Consegne scritte:
1. Ricopia dalla nota su «D'altra luce» di Ezio Settembri il passo che inizia con "Il respiro lieve" e finisce con "cose, riappropriarsene, varcarle.".
2. Prosegui la nota su «D'altra luce» di Ezio Settembri dal punto in cui si interrompe.

Estratto del documento:
※

La limpida luce di Ezio Settembri – Nota

di Andrea Galgano

30 agosto 2023

D’altra luce di Ezio Settembri, pubblicato da Pequod, dona un ritrovamento di tempo come salvazione e, come afferma Giancarlo Sissa, nella prefazione: «è la sua una scrittura in versi colta e umile al tempo stesso […] attentissima alle possibilità del dialogo intertestuale con scrittori e poeti importanti della tradizione italiana e marchigiana – dall’amato e compianto Francesco Scarabicchi a Ferruccio Benzoni, da Vasco Pratolini a Guido Garufi a Sandro Penna e altri – poeti tutti letti e studiati par coeur con lucida passione e la cui comune lezione di limpida esposizione del dato umano sia storico che autobiografico sa qui concertarsi in una compiuta rapsodia di ritratti, istanti, miraggi».

Il respiro lieve si accompagna alla sicura destinazione del sangue, in cui il tempo d’anima, per usare un lessema di Sissa, apre una vastità di piano e di bellezza. Le figure genitoriali, i volti cari, gli accenti familiari divengono sipario e preludio di un attraversamento di stanze, di una limpidezza accentuata che riporta il mito, la stanza, la colta libertà di un piano a farsi penombra, in cui guardare le cose, riappropriarsene, varcarle.

L’altra luce esprime, dapprima, una provenienza e un’appartenenza, allo stesso tempo, che non solo rappresentazione memoriale dell’io ma cammino di «zolle fraterne».

※

Righe fornite:

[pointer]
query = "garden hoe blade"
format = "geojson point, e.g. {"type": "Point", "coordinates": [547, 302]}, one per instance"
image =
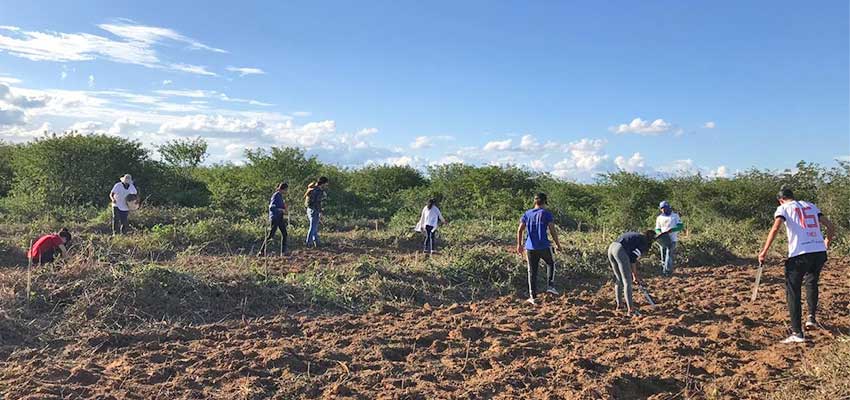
{"type": "Point", "coordinates": [758, 280]}
{"type": "Point", "coordinates": [646, 295]}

※

Risposte all'esercizio:
1.
Il respiro lieve si accompagna alla sicura destinazione del sangue, in cui il tempo d’anima, per usare un lessema di Sissa, apre una vastità di piano e di bellezza. Le figure genitoriali, i volti cari, gli accenti familiari divengono sipario e preludio di un attraversamento di stanze, di una limpidezza accentuata che riporta il mito, la stanza, la colta libertà di un piano a farsi penombra, in cui guardare le cose, riappropriarsene, varcarle.

2.
Le incrinature paterne attingono a un’immersione nella ferialità del ricordo, nel fresco sorriso, nel guado di una sproporzione di incanto, con il cuore lieto: «Sogni e ricordi / dalla campagna / hanno la stessa materia, / abbiamo gli stessi panni vecchi / per sporcarci di terra / e dare acqua ai vasi. / Nient’altro che / gironzolare sul prato e / gustarci il sole».

È un moto onirico che ritorna alla sua stoffa per tagliare l’assenza, stonare le terre desolate, le sparizioni segrete e la durata del dolore: «Posso ritrovarti / nei mille volti che incrocio / ogni giorno, / l’euforia contagiosa, / un dopobarba troppo forte / per la mia pelle bambina. / Ma la voce che riempiva le stanze? / Ti rivedo al tavolo del Tresette / con “Gli animali”. / Sono tue le mie bestemmie / contro il televisore, / il gol fallito. / È fraterno al mio / il tuo dolore / il giorno del mio compleanno».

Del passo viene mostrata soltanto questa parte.